Текст для чтения

============

Сборник памяти - Александр Чудаков 41 стр.


Александр Павлович Чудаков позвонил мне в редакцию. Как помнится, находилось "Знамя" тогда еще на Никольской улице, внутри Китай-города, в Чижевском подворье. Вход из-под старой арки, с вечной лужей под ней (лужу авторам и сотрудникам редакции приходилось практически переплывать): "Хочу вам кое-что предложить". – А что такое, есть новая статья? Я обрадовалась – замечательный автор, если у него есть что-то новое, это всегда украсит страницы журнала, его вторую половину.

Тем более – у нас есть специальная рубрика, "Пристальное прочтение"… Но пока все эти соображения менялись в моем сознании, знакомый голос ответил: "Нет, не статья. Другое". – Другое? (Я была сразу заинтригована.) Приносите поскорее! – "А вот сейчас и принесу".

Не прошло и часа, как передо мной сидел Александр Павлович, прекрасный, большой, румяный, веселый, с ясным и теплым из-под очков в пластмассовой оправе взглядом. А на столе у меня появилась толстая папка с тесемками. Роман? Не может быть. – Да, роман.

Читать я начала буквально тем же вечером, быстро, очень быстро прочитала, изумилась, передала читать Сергею Чупринину и в отдел прозы. Мы быстро и дружно сошлись на том, что безусловно берем и печатаем, только, может быть, попросив автора немножко подсократить – иначе в два номера не влезет. А журнал, увы, не книга…

Оказывается, Чудаков был полгода приглашенным профессором в Сеульском университете (Южная Корея), и там, как он мне сказал, "от нечего делать", точнее – "времени было навалом", начал себя пробовать в ином виде литературы. Не интерпретаторском, не комментаторском – а прямо сочинительском! Попробовал, и ему понравилось. Вот так он и исписал две, если не больше, сотни страниц.

============

Задание 1
Перепишите дословно фрагмент текста о Чудакове между словами "Александр Павлович Чудаков" и "его вторую половину.", включая оба этих места.
Задание 2
Продолжите текст о Чудакове, начав сразу после его последнего предложения.
Записи, приведённые ниже, не имеют отношения к тексту о Чудакове.

Приведённые записи
============

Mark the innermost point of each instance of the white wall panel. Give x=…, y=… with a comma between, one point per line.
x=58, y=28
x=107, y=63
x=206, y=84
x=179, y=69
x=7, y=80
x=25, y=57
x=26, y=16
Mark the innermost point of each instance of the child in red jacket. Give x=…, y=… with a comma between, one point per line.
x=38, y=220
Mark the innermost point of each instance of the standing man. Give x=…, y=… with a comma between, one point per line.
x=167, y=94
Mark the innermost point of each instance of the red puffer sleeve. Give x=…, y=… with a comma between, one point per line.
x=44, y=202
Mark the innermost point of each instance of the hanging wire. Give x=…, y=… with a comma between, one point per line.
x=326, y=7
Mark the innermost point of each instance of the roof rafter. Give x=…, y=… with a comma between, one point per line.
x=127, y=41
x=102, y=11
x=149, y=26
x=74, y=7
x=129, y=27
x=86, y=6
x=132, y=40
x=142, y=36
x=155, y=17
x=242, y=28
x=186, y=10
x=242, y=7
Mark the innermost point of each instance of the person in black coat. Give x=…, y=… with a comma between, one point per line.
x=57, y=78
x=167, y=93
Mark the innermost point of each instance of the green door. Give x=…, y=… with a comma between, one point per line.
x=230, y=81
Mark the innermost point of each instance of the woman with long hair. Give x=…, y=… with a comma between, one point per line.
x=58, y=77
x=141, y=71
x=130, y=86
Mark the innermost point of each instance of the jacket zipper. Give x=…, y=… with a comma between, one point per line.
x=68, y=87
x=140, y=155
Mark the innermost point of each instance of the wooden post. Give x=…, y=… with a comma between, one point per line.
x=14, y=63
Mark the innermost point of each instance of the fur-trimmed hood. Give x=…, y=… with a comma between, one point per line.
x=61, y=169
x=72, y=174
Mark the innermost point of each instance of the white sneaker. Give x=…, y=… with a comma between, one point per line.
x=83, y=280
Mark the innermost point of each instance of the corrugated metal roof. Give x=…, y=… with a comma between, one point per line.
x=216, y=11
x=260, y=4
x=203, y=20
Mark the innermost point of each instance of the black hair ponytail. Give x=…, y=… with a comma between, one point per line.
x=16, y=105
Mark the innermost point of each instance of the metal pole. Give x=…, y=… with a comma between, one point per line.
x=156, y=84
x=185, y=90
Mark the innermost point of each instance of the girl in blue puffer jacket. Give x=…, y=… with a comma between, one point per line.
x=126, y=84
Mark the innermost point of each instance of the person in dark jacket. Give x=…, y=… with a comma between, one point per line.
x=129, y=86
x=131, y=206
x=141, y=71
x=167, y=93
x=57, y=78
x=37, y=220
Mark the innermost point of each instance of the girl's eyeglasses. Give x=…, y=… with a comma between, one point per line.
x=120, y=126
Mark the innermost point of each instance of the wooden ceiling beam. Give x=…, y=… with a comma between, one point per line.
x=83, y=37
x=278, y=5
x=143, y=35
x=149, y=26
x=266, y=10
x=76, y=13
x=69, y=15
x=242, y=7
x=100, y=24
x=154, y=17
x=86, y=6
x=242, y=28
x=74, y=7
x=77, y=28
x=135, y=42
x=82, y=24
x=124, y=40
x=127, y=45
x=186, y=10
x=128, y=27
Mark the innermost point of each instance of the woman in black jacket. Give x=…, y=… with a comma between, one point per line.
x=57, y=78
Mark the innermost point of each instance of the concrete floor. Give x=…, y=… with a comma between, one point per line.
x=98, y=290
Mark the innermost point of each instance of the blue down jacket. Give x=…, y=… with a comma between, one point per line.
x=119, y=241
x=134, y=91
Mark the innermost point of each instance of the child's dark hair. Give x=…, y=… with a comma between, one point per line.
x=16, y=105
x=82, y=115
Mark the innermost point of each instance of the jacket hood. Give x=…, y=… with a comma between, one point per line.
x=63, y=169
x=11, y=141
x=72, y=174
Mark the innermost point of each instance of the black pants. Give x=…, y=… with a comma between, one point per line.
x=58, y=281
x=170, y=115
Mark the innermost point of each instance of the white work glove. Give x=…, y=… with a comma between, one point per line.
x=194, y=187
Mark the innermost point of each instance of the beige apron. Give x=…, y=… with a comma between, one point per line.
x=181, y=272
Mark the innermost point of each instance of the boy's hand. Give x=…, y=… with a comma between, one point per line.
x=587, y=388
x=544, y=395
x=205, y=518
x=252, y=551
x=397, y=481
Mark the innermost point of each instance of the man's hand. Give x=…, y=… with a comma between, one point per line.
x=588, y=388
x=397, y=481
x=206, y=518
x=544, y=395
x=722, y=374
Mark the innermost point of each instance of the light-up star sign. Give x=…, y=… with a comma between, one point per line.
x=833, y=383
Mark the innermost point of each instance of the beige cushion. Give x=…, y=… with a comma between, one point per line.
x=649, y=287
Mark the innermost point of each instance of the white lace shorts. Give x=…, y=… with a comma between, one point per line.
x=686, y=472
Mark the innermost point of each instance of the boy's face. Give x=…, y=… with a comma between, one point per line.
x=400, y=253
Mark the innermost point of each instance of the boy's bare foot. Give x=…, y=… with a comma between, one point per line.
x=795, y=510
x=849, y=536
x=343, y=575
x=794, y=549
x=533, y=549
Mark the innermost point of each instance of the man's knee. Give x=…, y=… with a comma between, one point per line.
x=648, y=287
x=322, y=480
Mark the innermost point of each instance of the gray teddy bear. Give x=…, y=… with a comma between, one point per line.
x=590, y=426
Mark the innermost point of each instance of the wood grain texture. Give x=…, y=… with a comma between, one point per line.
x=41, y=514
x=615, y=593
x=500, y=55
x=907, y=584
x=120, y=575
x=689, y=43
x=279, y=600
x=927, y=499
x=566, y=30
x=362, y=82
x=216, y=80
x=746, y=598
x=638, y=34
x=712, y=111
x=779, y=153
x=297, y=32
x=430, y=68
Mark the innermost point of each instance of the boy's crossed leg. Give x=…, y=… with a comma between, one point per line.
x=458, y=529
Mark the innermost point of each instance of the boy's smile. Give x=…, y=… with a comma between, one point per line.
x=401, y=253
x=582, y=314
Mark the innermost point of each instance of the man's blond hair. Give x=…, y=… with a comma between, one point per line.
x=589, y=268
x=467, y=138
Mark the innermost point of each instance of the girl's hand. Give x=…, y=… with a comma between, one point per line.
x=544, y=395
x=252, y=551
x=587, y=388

============

Ответ 1
Александр Павлович Чудаков позвонил мне в редакцию. Как помнится, находилось "Знамя" тогда еще на Никольской улице, внутри Китай-города, в Чижевском подворье. Вход из-под старой арки, с вечной лужей под ней (лужу авторам и сотрудникам редакции приходилось практически переплывать): "Хочу вам кое-что предложить". – А что такое, есть новая статья? Я обрадовалась – замечательный автор, если у него есть что-то новое, это всегда украсит страницы журнала, его вторую половину.

Ответ 2
Конечно, главный герой, от лица которого ведется повествование, Антон, – это альтер-эго автора. Все, что пережил молодой герой, пережил сам автор – в Казахстане, куда была сослана семья, а потом в Москве, куда он поехал, чтобы поступать в университет. Не буду пересказывать роман – кто читал, тот поймет мою радость при знакомстве с этой прозой, полной благородства, а кто не читал – пусть прочтет и тоже порадуется. Очень, очень хорошо, – позвонила я Чудакову, – чтобы сообщить ему о положительном редакционном решении. Комплиментов не говорим – печатаем! Это и есть наш главный комплимент автору. И редактор назначен – Елена Хомутова.

Что поразило в этом не совсем обычном, пересекающем границы жанров романе?

Зрение писателя.

Все знают, что Чудаков анализировал вещный мир Чехова. Прекрасно чувствовал вещную деталь – и замечательно об этом написал в своих книгах, Чехову посвященных.

В романе обнаружилось прекрасное владение вещным миром в собственном слове. Потом уже, когда мы присудили автору ежегодную "Знаменскую" премию с тогда еще не очень вызывающим наименованием "Премия за произведение, утверждающее либеральные ценности", Александр Павлович сказал в своей благодарственной речи:

Советское время обладало удивительной способностью искажать значения слов, характеризующих человеческие ценности; делалось это при помощи выразительных эпитетов: гуманизм – абстрактный, либерализм – гнилой, космополитизм – безродный, консерватизм – реакционный. (Кое-кто эту манеру, упростив, унаследовал, заляпав коричневатой грязью одно из замечательнейших слов – "патриот".) Ценностей европейской цивилизации это, разумеется, не поколебало, в частности, одно из фундаментальных положений классического либерализма – идею реформ, постепенства и неприятия революционной ломки. Что революции – крайне негодные локомотивы истории, Россия в ходе и после трагического опыта осознала вполне.

Опыт этот, однако, не коснулся в сознании общества предметно-бытовой сферы. Радикальная, и антиприродная, и направленная против памятников культуры, и агрессивная вещноуничтожительная деятельность с годами даже усилилась <…>.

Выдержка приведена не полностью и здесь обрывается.